--- START SOURCE DATA ---
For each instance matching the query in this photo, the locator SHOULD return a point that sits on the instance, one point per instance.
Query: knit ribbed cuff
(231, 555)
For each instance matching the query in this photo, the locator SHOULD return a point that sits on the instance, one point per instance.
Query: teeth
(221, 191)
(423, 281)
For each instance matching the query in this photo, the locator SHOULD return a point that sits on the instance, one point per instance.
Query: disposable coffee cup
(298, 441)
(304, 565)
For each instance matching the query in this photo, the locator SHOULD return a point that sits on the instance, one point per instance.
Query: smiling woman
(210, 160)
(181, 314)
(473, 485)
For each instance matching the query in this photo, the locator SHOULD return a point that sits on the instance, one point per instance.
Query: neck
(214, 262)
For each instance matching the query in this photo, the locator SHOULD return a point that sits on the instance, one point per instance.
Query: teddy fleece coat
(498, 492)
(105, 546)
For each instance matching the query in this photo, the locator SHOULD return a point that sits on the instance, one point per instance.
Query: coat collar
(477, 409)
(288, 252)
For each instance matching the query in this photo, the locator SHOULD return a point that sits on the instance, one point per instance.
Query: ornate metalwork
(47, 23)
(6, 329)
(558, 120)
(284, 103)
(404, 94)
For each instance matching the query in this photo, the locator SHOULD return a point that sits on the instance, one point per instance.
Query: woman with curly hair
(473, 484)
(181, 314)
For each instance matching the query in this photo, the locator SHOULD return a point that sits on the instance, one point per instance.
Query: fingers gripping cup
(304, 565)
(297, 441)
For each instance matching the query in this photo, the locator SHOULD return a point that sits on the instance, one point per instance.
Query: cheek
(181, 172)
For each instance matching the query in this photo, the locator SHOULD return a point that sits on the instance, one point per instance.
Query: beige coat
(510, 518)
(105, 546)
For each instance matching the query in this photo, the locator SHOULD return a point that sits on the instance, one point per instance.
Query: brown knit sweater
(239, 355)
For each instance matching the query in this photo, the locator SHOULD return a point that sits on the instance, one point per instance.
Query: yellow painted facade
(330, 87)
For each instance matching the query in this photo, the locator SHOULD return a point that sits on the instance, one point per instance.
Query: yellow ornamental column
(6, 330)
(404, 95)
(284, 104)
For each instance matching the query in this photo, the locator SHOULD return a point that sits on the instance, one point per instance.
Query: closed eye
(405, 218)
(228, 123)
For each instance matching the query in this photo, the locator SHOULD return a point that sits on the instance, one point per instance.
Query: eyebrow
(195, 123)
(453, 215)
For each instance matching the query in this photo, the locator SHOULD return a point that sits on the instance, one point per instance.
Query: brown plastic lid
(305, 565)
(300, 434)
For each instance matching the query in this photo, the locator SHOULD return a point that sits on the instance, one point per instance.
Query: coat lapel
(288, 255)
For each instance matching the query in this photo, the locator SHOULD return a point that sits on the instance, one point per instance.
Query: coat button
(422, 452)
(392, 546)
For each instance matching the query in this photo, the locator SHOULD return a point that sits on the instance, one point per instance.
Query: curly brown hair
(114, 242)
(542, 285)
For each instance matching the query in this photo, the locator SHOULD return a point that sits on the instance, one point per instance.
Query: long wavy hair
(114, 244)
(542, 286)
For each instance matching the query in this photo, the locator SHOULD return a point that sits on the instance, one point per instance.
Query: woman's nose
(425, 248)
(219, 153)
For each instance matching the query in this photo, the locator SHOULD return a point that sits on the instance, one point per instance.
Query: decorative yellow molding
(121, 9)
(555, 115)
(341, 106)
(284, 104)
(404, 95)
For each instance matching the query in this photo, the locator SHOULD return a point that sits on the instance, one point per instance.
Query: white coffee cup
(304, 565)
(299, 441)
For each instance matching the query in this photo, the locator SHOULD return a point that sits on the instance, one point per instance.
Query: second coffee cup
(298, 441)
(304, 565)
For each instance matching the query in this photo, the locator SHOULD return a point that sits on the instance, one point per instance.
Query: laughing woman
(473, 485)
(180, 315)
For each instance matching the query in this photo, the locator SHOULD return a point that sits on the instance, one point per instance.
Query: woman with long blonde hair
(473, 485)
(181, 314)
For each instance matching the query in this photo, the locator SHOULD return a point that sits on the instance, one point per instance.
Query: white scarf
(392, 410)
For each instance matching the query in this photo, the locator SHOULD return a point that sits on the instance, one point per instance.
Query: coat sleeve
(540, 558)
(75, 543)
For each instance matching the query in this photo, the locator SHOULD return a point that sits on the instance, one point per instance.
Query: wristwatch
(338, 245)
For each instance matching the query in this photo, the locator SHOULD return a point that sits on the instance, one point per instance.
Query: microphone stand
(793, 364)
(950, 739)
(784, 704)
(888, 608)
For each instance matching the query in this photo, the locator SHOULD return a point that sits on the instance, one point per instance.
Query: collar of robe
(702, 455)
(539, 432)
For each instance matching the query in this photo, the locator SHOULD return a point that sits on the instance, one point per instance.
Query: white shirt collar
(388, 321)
--- END SOURCE DATA ---
| TASK |
Pick out each line of the data above that contains the string "long", and copy those lines.

| RESULT OF THIS EXERCISE |
Query: long wavy hair
Query: woman with long blonde hair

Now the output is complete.